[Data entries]
┄┄┄┄┄┄
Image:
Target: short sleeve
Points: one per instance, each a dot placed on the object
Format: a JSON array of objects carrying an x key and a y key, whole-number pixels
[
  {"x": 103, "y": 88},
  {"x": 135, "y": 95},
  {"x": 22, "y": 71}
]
┄┄┄┄┄┄
Copy the listing above line for line, leaving every character unchanged.

Image:
Target: short sleeve
Points: one per instance, each a dot placed on the object
Format: a JSON array of objects carrying an x key and a y key, whole-number pixels
[
  {"x": 103, "y": 88},
  {"x": 135, "y": 95},
  {"x": 22, "y": 71}
]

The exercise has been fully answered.